## WHAT TO DO
A. According to the article on Italian bond yields, roughly how large is Italy's debt as a share of gross domestic product?
B. Extend the article on Italian bond yields and the ECB past its final line.

── DOCUMENT SECTION

Just days before the ECB is tipped to deliver a second big interest rate hike to curb record-high inflation, worries about a more aggressive move have unnerved investors.

Italy's 10-year bond yield on Thursday topped 4% for the first time since mid-June, when a sharp move above that level pushed the closely-watched spread to German debt to around 250 bps and prompted the ECB to hold an emergency meeting to discuss how to contain bond stress as it withdraws stimulus.

This level is generally viewed as one where concern about Italy's ability to service its debt sets in. At around 150% of gross domestic product (GDP), Italy has the second-highest debt to-GDP ratio in the euro area.

Societe Generale believes that Italian yields are entering a "danger zone" with 10-year borrowing costs now above its estimate of the level at which the debt ratio would remain stable.

Alert to the dangers of tightening policy against a backdrop of sharp rises in borrowing costs, the ECB unveiled its Transmission Protection Instrument (TPI) in July. It is a new bond purchase scheme to help more indebted euro zone states and prevent a divergence of borrowing costs from benchmark issuer Germany it sees as happening through no fault of their own.

"Everyone in the market knows that 4% is tricky for debt sustainability in Italy and the growth outlook has deteriorated," said Pictet Wealth Management fixed income strategist Laureline Renaud-Chatelain.

Yet, analysts suspect the new tool was unlikely to be used soon - especially as a snap Italian election looms on Sept. 25.

"The yield level is going to be a problem. But I don't think the ECB will activate the new tool before an election," Renaud-Chatelain said.

Renewed Italian political instability has contributed to the bond sell-off, while the recent yield surge is in line with peers. Italian and German 10-year yields rose around 70 bps each in August as fears about higher inflation and rates took hold.

The risk premium over Germany, at around 235 bps, has widened but is below recent peaks, supported perhaps by the ECB skewing reinvestments from maturing bonds it bought for its pandemic purchase scheme at Italy.

"The spread remains orderly and more than the level it is the behaviour of the spread (and more generally the periphery) that the ECB would be concerned about," said Peter Schaffrik, global macro strategist at RBC Capital Markets.

PAIN THRESHOLD?

────
── DATA FOR ANALYSIS

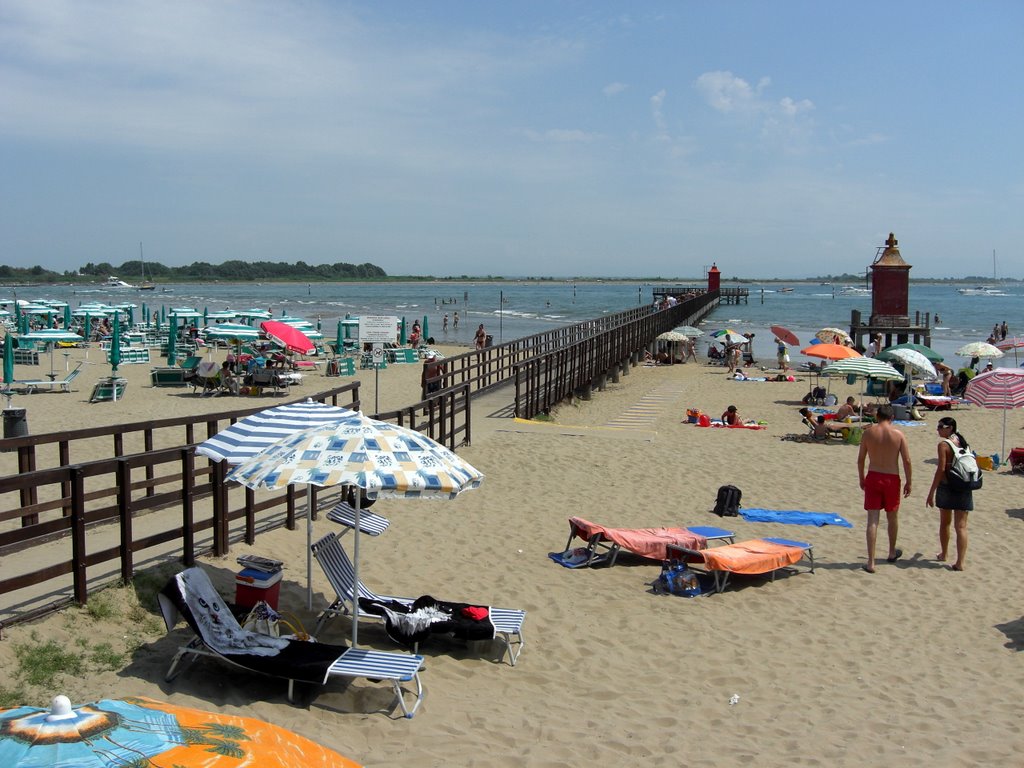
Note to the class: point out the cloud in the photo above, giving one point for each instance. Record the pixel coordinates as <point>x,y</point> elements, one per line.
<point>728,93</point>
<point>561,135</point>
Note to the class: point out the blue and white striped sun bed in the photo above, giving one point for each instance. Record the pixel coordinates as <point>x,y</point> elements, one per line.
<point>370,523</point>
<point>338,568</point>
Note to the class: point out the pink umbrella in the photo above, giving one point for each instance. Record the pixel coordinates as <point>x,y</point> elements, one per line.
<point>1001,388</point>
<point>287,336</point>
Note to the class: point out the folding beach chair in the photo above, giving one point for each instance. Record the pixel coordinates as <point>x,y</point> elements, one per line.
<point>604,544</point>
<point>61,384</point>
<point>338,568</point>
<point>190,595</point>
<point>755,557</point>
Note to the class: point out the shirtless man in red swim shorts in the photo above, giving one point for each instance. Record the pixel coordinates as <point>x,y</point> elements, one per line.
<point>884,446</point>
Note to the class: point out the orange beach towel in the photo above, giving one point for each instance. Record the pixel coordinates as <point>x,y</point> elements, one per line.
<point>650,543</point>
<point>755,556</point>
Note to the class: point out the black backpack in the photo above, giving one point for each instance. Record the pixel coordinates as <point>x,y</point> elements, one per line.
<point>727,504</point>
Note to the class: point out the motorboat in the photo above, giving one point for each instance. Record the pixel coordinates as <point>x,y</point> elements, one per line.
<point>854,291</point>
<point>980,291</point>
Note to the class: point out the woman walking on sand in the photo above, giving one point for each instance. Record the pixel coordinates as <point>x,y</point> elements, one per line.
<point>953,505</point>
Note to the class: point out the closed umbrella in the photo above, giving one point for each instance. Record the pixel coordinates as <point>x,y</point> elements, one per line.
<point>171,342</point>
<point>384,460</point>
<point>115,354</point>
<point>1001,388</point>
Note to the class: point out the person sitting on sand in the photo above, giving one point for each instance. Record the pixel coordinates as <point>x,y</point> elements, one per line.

────

## ANSWERS FOR THE EXERCISE
A. Around 150% of GDP.

B.
Still, markets were expected to keep pushing yields higher to test just where the ECB's tolerance level for pain in Italian bond markets lies.

In the past, analysts have viewed the 250-300 bps area in the spread as a danger zone for the ECB and some analysts expect the spread to reach this area in coming months.

UBS, for instance, reckons the spread could test 300 bps.

Italian borrowing costs meanwhile climbed to new multi-year highs at a Tuesday auction.

"No one knows when the ECB will start intervening and they obviously won't tell us," said Mike Riddell, senior fixed income portfolio manager at Allianz Global Investors.

"My assumption since the announcements of potential support for the periphery and namely Italy, is that markets will test (the ECB) given the trajectory for economic growth and rates."

Battered by soaring energy prices, many economists expect the euro zone economy to slip into a recession - a challenging backdrop for the ECB as inflation nears double digits.

On the plus side, Italy's election noise so far hasn't alarmed investors.

The Italian rightist alliance's ambitious spending plans will respect European Union budget rules and not blow a hole in Italy's finances, according to Giorgia Meloni, who heads the Brothers of Italy party topping the polls.

"The worrying thing for the market was that you'd have Italy's yields rising and a considerably worse growth outlook after (former Prime Minister Mario) Draghi left," said Mizuho rates strategist Peter McCallum. "It now seems like politics isn't going to be so much as a shock as some people have been fearing."